═════ ITEMS ═════

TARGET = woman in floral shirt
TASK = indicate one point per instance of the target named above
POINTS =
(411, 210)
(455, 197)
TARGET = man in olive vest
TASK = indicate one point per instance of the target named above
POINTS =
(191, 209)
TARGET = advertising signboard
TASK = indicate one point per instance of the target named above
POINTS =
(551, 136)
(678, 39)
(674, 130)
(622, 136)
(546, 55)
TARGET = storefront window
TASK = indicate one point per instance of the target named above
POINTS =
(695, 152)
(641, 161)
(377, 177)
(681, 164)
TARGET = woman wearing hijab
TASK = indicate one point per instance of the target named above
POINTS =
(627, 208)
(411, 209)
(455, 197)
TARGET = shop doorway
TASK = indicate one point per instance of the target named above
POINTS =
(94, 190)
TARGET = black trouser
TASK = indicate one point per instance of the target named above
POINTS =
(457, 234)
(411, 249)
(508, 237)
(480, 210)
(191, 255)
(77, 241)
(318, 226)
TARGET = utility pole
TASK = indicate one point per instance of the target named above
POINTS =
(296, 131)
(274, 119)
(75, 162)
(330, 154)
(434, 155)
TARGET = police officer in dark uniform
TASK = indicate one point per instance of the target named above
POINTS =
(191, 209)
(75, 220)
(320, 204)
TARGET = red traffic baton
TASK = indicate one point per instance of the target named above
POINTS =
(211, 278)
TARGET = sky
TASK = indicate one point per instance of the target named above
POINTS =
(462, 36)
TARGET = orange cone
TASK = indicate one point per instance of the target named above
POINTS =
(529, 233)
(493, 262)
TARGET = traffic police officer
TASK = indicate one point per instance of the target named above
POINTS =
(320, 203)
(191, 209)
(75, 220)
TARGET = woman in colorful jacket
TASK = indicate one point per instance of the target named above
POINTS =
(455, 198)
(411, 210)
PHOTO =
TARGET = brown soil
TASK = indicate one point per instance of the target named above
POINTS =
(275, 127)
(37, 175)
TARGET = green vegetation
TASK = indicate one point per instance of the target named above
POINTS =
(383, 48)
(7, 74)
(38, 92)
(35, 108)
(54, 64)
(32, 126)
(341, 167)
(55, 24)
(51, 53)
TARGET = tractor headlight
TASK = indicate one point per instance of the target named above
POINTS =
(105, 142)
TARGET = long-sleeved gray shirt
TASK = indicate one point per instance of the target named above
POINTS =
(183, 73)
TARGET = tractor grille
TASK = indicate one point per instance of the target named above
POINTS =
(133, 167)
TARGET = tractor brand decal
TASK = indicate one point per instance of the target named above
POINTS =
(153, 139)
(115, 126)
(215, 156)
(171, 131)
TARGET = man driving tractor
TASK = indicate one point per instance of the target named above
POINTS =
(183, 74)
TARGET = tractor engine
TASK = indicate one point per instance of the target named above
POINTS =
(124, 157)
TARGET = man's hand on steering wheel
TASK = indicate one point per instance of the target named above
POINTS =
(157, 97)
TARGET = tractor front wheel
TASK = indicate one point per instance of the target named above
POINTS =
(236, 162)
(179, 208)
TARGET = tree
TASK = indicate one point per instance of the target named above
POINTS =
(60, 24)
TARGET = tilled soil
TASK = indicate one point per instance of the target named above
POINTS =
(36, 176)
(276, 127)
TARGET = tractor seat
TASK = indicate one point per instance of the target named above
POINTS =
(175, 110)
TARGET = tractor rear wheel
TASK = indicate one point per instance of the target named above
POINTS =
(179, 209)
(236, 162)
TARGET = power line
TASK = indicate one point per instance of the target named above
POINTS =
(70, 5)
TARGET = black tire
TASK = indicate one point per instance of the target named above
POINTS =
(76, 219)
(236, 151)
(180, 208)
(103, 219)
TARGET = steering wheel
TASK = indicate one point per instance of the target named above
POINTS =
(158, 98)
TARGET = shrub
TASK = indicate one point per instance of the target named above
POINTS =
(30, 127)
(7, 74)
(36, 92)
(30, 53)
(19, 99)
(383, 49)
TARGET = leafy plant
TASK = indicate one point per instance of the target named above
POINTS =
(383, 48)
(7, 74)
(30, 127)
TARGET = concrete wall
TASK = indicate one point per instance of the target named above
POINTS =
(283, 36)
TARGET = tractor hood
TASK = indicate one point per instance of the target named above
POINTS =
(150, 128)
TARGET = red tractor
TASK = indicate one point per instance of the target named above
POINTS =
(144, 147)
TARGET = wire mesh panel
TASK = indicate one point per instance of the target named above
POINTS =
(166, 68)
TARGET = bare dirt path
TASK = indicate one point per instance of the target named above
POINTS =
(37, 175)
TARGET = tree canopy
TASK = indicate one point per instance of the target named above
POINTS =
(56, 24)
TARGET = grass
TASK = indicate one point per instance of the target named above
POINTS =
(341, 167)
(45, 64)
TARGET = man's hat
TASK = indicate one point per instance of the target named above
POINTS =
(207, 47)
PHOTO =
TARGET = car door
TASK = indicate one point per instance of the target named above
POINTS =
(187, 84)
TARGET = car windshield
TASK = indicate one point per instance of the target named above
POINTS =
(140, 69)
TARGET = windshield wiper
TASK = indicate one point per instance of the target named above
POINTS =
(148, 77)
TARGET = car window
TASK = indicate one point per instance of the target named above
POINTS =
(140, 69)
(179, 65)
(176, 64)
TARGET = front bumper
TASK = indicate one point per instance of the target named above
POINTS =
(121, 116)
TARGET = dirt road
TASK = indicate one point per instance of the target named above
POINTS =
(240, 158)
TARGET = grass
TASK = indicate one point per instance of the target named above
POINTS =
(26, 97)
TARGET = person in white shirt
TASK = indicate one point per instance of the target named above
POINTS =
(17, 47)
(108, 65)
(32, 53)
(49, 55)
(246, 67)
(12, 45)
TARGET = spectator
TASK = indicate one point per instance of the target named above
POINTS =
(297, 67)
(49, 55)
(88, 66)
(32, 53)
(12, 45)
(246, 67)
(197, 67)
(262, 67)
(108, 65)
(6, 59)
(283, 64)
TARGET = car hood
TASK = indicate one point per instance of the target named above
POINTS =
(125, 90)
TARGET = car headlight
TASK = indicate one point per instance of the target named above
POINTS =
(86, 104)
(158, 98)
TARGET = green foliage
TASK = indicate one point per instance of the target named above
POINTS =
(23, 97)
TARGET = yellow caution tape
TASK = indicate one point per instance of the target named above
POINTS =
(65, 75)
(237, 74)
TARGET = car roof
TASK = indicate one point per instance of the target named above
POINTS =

═════

[WRITTEN REQUEST] The whole listing above needs to be written out again exactly.

[RESPONSE TO THE EXERCISE]
TARGET = woman in floral shirt
TASK = indicate one point per instance of the target named above
POINTS =
(411, 210)
(455, 197)
TARGET = man in olive vest
TASK = indicate one point per instance of the target named above
POINTS =
(191, 209)
TARGET = advertising signboard
TASK = indicate one point per instance of the target named above
POINTS =
(551, 136)
(678, 39)
(674, 130)
(622, 136)
(546, 55)
TARGET = storefront window
TASK = indicate one point per instance of the target named above
POINTS =
(695, 152)
(641, 161)
(377, 177)
(681, 164)
TARGET = woman wearing hijab
TASK = indicate one point per instance of the target named above
POINTS =
(627, 208)
(411, 209)
(455, 197)
TARGET = shop doorway
TASK = indicate one point per instance of the target named above
POINTS =
(94, 190)
TARGET = black trouser
TASK = indicate one point per instance of the target named above
POINTS =
(457, 234)
(411, 249)
(508, 237)
(480, 210)
(191, 255)
(77, 241)
(318, 226)
TARGET = utility pole
TASK = indicate one point per instance of the target named above
POINTS =
(296, 131)
(274, 119)
(75, 162)
(330, 154)
(434, 155)
TARGET = police officer in dark uniform
TASK = indicate one point per instance of the target named above
POINTS =
(191, 209)
(75, 220)
(320, 204)
TARGET = red traffic baton
TASK = indicate one point per instance of the target named above
POINTS =
(211, 278)
TARGET = sky
TASK = indicate one point per instance of the target named above
POINTS =
(462, 36)
TARGET = orange cone
TASK = indicate one point per instance of the target named above
POINTS =
(529, 233)
(493, 262)
TARGET = traffic police officer
TASK = indicate one point per instance of the target named above
POINTS =
(320, 203)
(191, 209)
(75, 220)
TARGET = woman in colorful jacket
TASK = indicate one point per instance of the target named above
POINTS =
(455, 198)
(411, 210)
PHOTO =
TARGET = brown soil
TASK = indicate one point per instance of the target named above
POINTS =
(275, 127)
(37, 175)
TARGET = green vegetation
TASK = indicate one point per instance of the target named above
POINTS =
(383, 48)
(7, 74)
(38, 92)
(35, 108)
(54, 64)
(32, 126)
(341, 167)
(55, 24)
(51, 53)
TARGET = tractor headlight
TASK = indicate one point per instance of the target named above
POINTS =
(105, 142)
TARGET = long-sleeved gray shirt
TASK = indicate one point per instance of the target named above
POINTS =
(183, 73)
TARGET = tractor grille
TASK = indicate one point per instance of the target named above
POINTS =
(133, 167)
TARGET = tractor brand decal
TASK = indicate one point per instance of the target named above
POINTS =
(153, 139)
(115, 126)
(215, 156)
(171, 131)
TARGET = man driving tractor
TASK = indicate one point per instance of the target named above
POINTS =
(183, 74)
TARGET = tractor engine
TASK = indicate one point per instance of the target named above
POINTS =
(124, 157)
TARGET = man's hand on steering wheel
TASK = indicate one point per instance of the target named above
POINTS =
(157, 97)
TARGET = tractor front wheel
TASK = indicate one point per instance of the target named above
POINTS =
(236, 162)
(179, 208)
TARGET = tree
TASK = indicate one point per instance of the target named above
POINTS =
(60, 24)
TARGET = tilled soil
TASK = indicate one point per instance of the target named above
POINTS =
(36, 176)
(276, 127)
TARGET = tractor seat
TASK = indicate one point per instance of the target named above
POINTS =
(175, 110)
TARGET = tractor rear wheel
TASK = indicate one point per instance of the target named above
POINTS =
(179, 209)
(236, 162)
TARGET = power line
TASK = indicate one point per instance of the target named above
POINTS =
(70, 5)
TARGET = black tire
TASK = indicate one point per instance of the target named above
POINTS =
(76, 219)
(236, 151)
(180, 208)
(103, 219)
TARGET = steering wheel
TASK = indicate one point per instance of the target named above
POINTS =
(158, 98)
TARGET = shrub
TASK = indicate one point per instance of the target named above
POINTS =
(30, 127)
(7, 74)
(36, 92)
(30, 53)
(19, 99)
(383, 49)
TARGET = leafy plant
TASK = indicate one point per instance of the target named above
POINTS =
(383, 48)
(7, 74)
(30, 127)
TARGET = concrete wall
TASK = indicate one point per instance of the target named above
POINTS =
(283, 36)
TARGET = tractor hood
TASK = indicate one point per instance of the target named above
POINTS =
(150, 128)
TARGET = red tractor
TASK = indicate one point per instance of the target named above
POINTS =
(144, 147)
TARGET = wire mesh panel
TASK = indicate one point per instance of the target named above
POINTS =
(166, 68)
TARGET = bare dirt path
TASK = indicate one point per instance of the target named above
POINTS =
(37, 175)
TARGET = tree canopy
TASK = indicate one point per instance of the target named above
POINTS =
(56, 24)
TARGET = grass
TASK = indicate one point per instance of the target named above
POINTS =
(341, 167)
(45, 64)
TARGET = man's hat
TASK = indicate one point per instance of the target named above
POINTS =
(207, 47)
PHOTO =
TARGET = car door
TASK = indicate one point per instance of the target named above
POINTS =
(187, 84)
TARGET = car windshield
TASK = indicate one point per instance of the target named above
POINTS =
(140, 69)
TARGET = windshield wiper
TASK = indicate one point per instance of the target named above
POINTS =
(148, 77)
TARGET = car window
TASK = indicate one point per instance of the target named above
POINTS =
(140, 69)
(179, 65)
(176, 64)
TARGET = front bumper
TASK = indicate one point per instance of the target named above
POINTS =
(121, 116)
TARGET = dirt road
TASK = indicate one point per instance of the target named above
POINTS =
(240, 158)
TARGET = grass
TASK = indicate one point per instance of the target named above
POINTS =
(26, 97)
TARGET = person in white shirt
TASK = indicate one point per instance of the target named above
POINTS =
(17, 47)
(108, 65)
(32, 53)
(49, 55)
(246, 67)
(12, 45)
TARGET = spectator
TASK = indicate one point per instance of the target named above
POINTS =
(297, 67)
(49, 55)
(88, 66)
(32, 53)
(12, 45)
(246, 67)
(197, 67)
(262, 67)
(108, 65)
(6, 59)
(283, 64)
TARGET = car hood
TASK = indicate one point per instance of the target named above
POINTS =
(125, 90)
TARGET = car headlight
TASK = indicate one point per instance of the target named above
POINTS =
(86, 104)
(158, 98)
TARGET = green foliage
TASK = indicate one point per instance of the target named above
POINTS =
(23, 97)
TARGET = yellow caution tape
TASK = indicate one point per instance of the target named above
POINTS =
(65, 75)
(237, 74)
TARGET = car roof
TASK = indicate one point per instance of the target named above
POINTS =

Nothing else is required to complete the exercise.